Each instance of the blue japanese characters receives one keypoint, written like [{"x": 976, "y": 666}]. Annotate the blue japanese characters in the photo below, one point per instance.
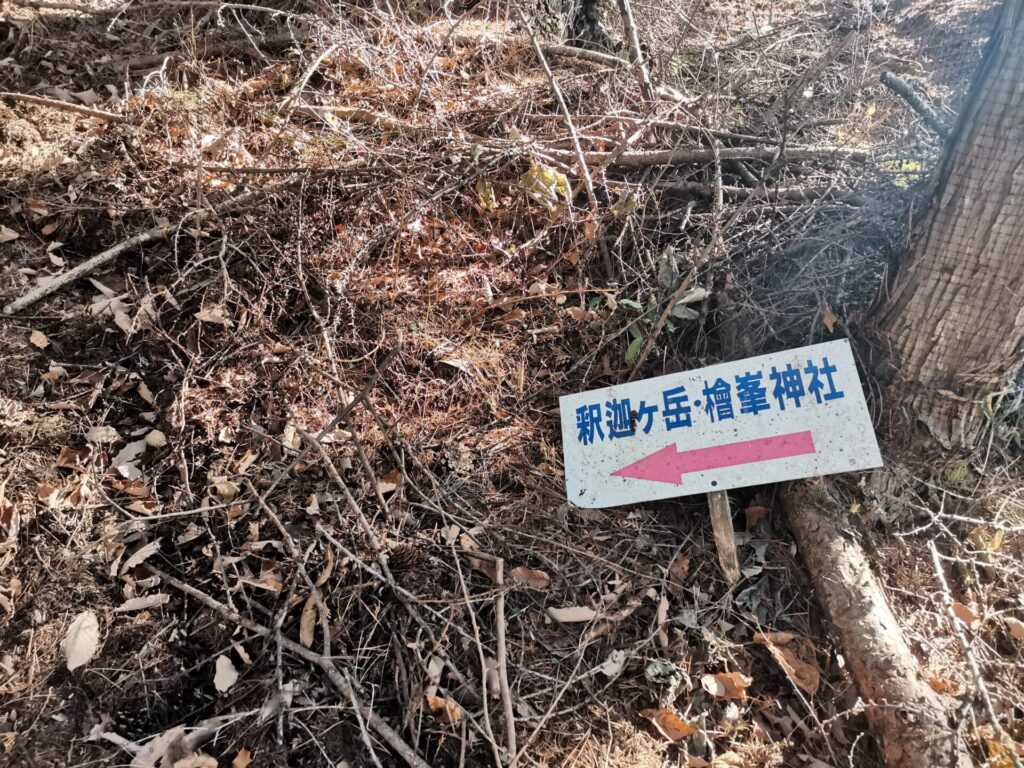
[{"x": 753, "y": 392}]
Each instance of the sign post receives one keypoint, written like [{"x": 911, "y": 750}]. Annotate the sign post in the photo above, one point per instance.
[{"x": 800, "y": 413}]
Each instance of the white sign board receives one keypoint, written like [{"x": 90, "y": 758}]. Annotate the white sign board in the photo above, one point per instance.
[{"x": 778, "y": 417}]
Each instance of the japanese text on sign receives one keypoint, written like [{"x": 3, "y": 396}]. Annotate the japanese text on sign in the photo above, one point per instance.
[
  {"x": 778, "y": 417},
  {"x": 788, "y": 387}
]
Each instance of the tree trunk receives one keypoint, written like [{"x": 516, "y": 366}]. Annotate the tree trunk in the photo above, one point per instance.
[
  {"x": 910, "y": 720},
  {"x": 955, "y": 317}
]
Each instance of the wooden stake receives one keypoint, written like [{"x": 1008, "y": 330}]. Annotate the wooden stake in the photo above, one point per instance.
[{"x": 725, "y": 539}]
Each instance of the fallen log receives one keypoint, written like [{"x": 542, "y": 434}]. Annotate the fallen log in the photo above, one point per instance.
[
  {"x": 910, "y": 720},
  {"x": 924, "y": 110}
]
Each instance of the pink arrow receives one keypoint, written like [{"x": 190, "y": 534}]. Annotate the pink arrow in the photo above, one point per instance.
[{"x": 669, "y": 464}]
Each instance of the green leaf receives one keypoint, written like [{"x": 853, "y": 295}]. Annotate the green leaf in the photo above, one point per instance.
[
  {"x": 545, "y": 184},
  {"x": 633, "y": 351},
  {"x": 485, "y": 194}
]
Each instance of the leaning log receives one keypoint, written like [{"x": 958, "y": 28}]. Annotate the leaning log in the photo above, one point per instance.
[{"x": 910, "y": 720}]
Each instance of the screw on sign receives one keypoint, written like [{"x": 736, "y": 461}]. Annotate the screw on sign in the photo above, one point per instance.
[{"x": 800, "y": 413}]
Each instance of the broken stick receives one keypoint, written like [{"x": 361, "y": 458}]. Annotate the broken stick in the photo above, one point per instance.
[
  {"x": 339, "y": 679},
  {"x": 90, "y": 265}
]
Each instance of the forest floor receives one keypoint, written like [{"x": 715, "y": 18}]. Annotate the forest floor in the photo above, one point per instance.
[{"x": 314, "y": 415}]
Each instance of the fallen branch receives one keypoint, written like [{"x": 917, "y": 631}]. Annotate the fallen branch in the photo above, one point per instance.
[
  {"x": 695, "y": 157},
  {"x": 910, "y": 720},
  {"x": 812, "y": 73},
  {"x": 368, "y": 117},
  {"x": 503, "y": 667},
  {"x": 630, "y": 27},
  {"x": 100, "y": 259},
  {"x": 226, "y": 47},
  {"x": 339, "y": 679},
  {"x": 770, "y": 195},
  {"x": 594, "y": 56},
  {"x": 928, "y": 116},
  {"x": 55, "y": 103}
]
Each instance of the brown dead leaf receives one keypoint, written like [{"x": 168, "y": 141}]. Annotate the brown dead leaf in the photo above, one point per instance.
[
  {"x": 444, "y": 710},
  {"x": 537, "y": 580},
  {"x": 967, "y": 614},
  {"x": 1015, "y": 626},
  {"x": 48, "y": 495},
  {"x": 224, "y": 674},
  {"x": 942, "y": 686},
  {"x": 796, "y": 654},
  {"x": 307, "y": 624},
  {"x": 828, "y": 318},
  {"x": 516, "y": 315},
  {"x": 726, "y": 685},
  {"x": 9, "y": 519},
  {"x": 390, "y": 481},
  {"x": 214, "y": 316},
  {"x": 102, "y": 434},
  {"x": 678, "y": 571},
  {"x": 73, "y": 458},
  {"x": 485, "y": 566},
  {"x": 669, "y": 724},
  {"x": 572, "y": 614},
  {"x": 81, "y": 640},
  {"x": 662, "y": 620},
  {"x": 754, "y": 514},
  {"x": 39, "y": 339},
  {"x": 224, "y": 489},
  {"x": 140, "y": 555},
  {"x": 141, "y": 603},
  {"x": 328, "y": 567}
]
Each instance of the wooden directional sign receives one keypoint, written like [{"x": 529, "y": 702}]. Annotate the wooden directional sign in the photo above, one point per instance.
[{"x": 778, "y": 417}]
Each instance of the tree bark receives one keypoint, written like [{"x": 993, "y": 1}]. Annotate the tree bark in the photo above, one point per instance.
[
  {"x": 954, "y": 318},
  {"x": 910, "y": 720}
]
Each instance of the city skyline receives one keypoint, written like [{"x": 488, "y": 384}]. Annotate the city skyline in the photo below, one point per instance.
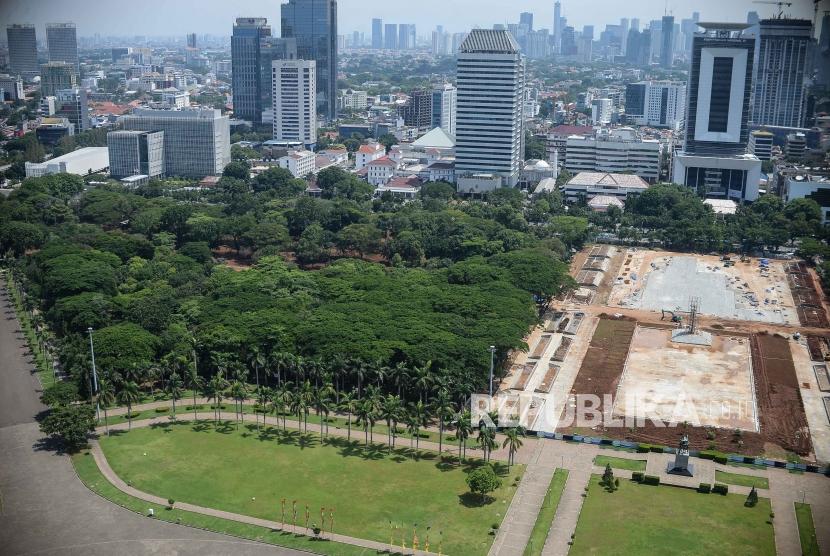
===
In the copy, include no pictures; otherwise transcribe the entries exactly.

Each instance of the blue japanese characters receives one keypoint, written like [{"x": 976, "y": 666}]. Annotate the blue japanese characters in the photo below, one point per instance.
[{"x": 753, "y": 392}]
Each instance of the sign post receives one keypoint, written like [{"x": 911, "y": 750}]. Annotate the sign post in the photo above, one point per instance.
[{"x": 800, "y": 413}]
Each instance of the white sign board receives one keypoint, written like [{"x": 90, "y": 758}]. Annotate the white sign board in the photo above, one point per instance.
[{"x": 778, "y": 417}]
Each instance of the japanese text on sign receives one keypoint, written like [{"x": 3, "y": 396}]. Annotate the japanese text on sign in the photo above, one point per instance.
[
  {"x": 778, "y": 417},
  {"x": 788, "y": 387}
]
Each instance of the tree trunk receives one keypoint, written like [{"x": 516, "y": 366}]. Annotate the tree trunk in the photo above, one point per instance.
[
  {"x": 910, "y": 720},
  {"x": 955, "y": 317}
]
Each instance of the wooden stake receives one keypoint, written like [{"x": 1008, "y": 330}]. Annotate the wooden stake in the photo above, one point per instance.
[{"x": 725, "y": 539}]
Each instance of the fallen log receives one keypoint, written like [{"x": 542, "y": 434}]. Annotate the fallen log in the photo above, one point per instance.
[
  {"x": 910, "y": 720},
  {"x": 924, "y": 110}
]
Each instance of the pink arrow receives one keypoint, written like [{"x": 190, "y": 534}]. Annotate the pink arrow in the photo above, one point per instance.
[{"x": 669, "y": 464}]
Each instance of the green leaf receives one keypoint, written like [{"x": 853, "y": 295}]. Annotate the green leaf in the photo above, one point per instance.
[
  {"x": 545, "y": 184},
  {"x": 633, "y": 351},
  {"x": 485, "y": 194}
]
Each instance of the leaning log receives one keypoint, written like [{"x": 958, "y": 28}]. Annotate the leaning log in the photo above, one point per instance.
[{"x": 910, "y": 720}]
Each instance of the screw on sign receives one keypoint, written like [{"x": 736, "y": 461}]. Annotate the screw on sign in the photo above, one point per instance.
[{"x": 800, "y": 413}]
Each instance of the broken stick receives one keypoint, written like [{"x": 361, "y": 458}]. Annotate the broken stick in the photo above, one point per instance.
[
  {"x": 339, "y": 679},
  {"x": 90, "y": 265}
]
Each instance of the forest floor receives one keypoint, written like [{"x": 715, "y": 18}]. Annotate the forest floor in the photo above, one point per instance.
[{"x": 314, "y": 415}]
Each instance of the fallen branch receives one keypoint, written like [{"x": 917, "y": 631}]. Annotate the fallen branch in the photo above, one point per instance.
[
  {"x": 695, "y": 157},
  {"x": 910, "y": 720},
  {"x": 812, "y": 73},
  {"x": 368, "y": 117},
  {"x": 503, "y": 667},
  {"x": 630, "y": 27},
  {"x": 100, "y": 259},
  {"x": 226, "y": 47},
  {"x": 339, "y": 679},
  {"x": 770, "y": 195},
  {"x": 594, "y": 56},
  {"x": 928, "y": 116},
  {"x": 55, "y": 103}
]
Each instance of the brown dead leaf receives one keypoint, written like [{"x": 168, "y": 141}]. Annotate the brown dead leaf in the photo above, one point per instance.
[
  {"x": 444, "y": 710},
  {"x": 537, "y": 580},
  {"x": 967, "y": 614},
  {"x": 1015, "y": 626},
  {"x": 48, "y": 495},
  {"x": 224, "y": 674},
  {"x": 942, "y": 686},
  {"x": 796, "y": 654},
  {"x": 307, "y": 624},
  {"x": 828, "y": 318},
  {"x": 516, "y": 315},
  {"x": 726, "y": 685},
  {"x": 9, "y": 519},
  {"x": 390, "y": 481},
  {"x": 214, "y": 316},
  {"x": 102, "y": 434},
  {"x": 678, "y": 571},
  {"x": 73, "y": 458},
  {"x": 485, "y": 566},
  {"x": 669, "y": 724},
  {"x": 572, "y": 614},
  {"x": 81, "y": 640},
  {"x": 662, "y": 620},
  {"x": 754, "y": 514},
  {"x": 39, "y": 339},
  {"x": 224, "y": 489},
  {"x": 140, "y": 555},
  {"x": 141, "y": 603},
  {"x": 328, "y": 567}
]
Each instance of the wooden directional sign receives one keypoint, written like [{"x": 529, "y": 702}]. Annotate the wooden directional sign in the photo above, one point per instance.
[{"x": 778, "y": 417}]
Each instance of the tree bark receives one keypoint, written like [{"x": 993, "y": 1}]. Annotate the tree bark in the photo above, one point per instance.
[
  {"x": 954, "y": 318},
  {"x": 910, "y": 720}
]
Each instance of the city skyline receives one keypoint, written like [{"x": 488, "y": 384}]. Annotate the city skyline in the photo below, one point per instance.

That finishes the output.